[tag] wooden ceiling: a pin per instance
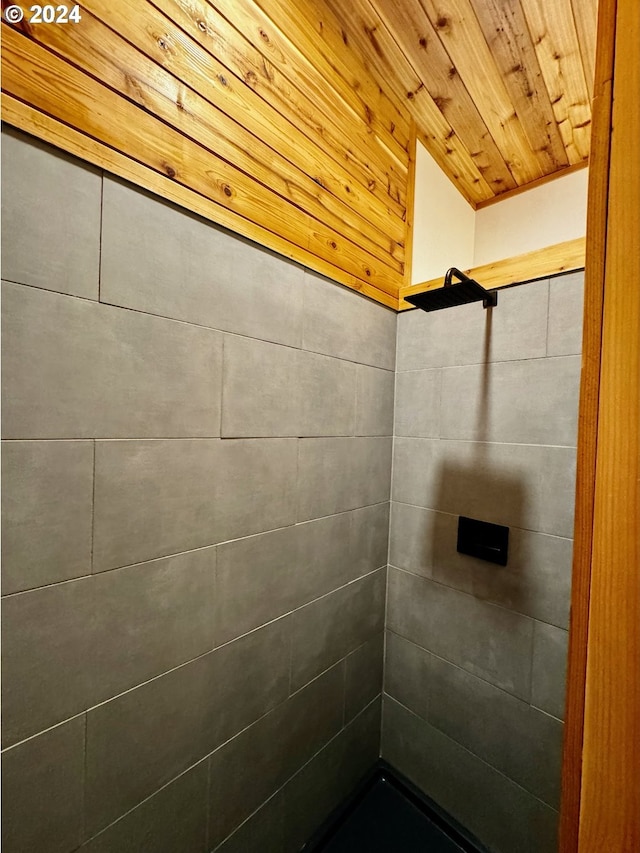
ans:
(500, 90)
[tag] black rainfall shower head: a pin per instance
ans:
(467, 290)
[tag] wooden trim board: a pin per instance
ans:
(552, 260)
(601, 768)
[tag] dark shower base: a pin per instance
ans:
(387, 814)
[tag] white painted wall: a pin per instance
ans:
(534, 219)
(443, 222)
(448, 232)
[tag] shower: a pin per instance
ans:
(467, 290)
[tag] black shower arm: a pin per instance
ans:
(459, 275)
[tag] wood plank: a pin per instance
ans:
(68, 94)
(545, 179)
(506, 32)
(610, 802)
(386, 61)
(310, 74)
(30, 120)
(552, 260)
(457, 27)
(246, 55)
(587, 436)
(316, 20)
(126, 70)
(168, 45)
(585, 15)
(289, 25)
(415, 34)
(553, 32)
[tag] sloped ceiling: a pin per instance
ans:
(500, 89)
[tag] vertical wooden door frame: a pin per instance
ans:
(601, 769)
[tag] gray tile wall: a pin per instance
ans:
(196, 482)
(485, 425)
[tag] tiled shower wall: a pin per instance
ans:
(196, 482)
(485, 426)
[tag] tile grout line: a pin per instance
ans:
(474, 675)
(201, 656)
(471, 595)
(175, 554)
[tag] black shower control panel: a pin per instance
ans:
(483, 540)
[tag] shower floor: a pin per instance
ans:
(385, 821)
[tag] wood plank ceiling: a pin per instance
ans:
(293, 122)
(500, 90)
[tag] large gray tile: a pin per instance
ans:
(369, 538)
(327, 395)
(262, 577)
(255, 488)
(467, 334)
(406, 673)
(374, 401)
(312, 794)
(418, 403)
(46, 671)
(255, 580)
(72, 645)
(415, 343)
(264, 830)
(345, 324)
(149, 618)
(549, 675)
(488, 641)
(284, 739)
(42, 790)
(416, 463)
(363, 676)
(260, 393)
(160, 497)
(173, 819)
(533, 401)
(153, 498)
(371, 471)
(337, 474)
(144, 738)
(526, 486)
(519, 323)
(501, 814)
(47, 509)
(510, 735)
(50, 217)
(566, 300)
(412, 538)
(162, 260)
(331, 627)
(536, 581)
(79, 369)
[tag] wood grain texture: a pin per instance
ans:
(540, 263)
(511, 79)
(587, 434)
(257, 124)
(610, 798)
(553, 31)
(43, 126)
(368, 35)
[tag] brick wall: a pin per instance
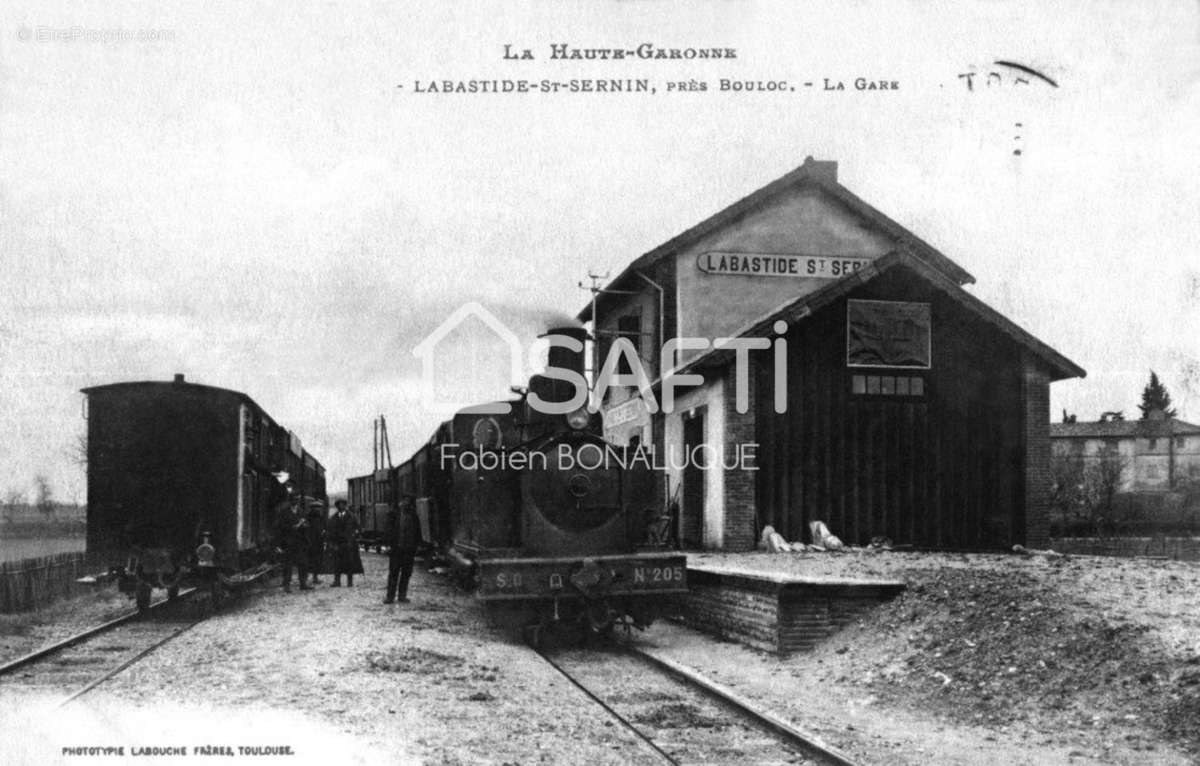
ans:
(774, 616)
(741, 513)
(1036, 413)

--

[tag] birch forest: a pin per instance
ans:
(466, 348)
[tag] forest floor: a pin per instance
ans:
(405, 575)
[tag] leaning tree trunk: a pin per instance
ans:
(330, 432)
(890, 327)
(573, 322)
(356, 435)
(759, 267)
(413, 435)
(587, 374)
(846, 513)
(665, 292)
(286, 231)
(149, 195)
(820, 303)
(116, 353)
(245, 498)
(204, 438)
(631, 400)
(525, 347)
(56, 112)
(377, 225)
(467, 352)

(Activity) The answer is each line from the entries above in which the word "plank" occurs.

(Result of this exercise)
[tag] wood plank: a pin per instance
[tag] wood plank ceiling: a pin per instance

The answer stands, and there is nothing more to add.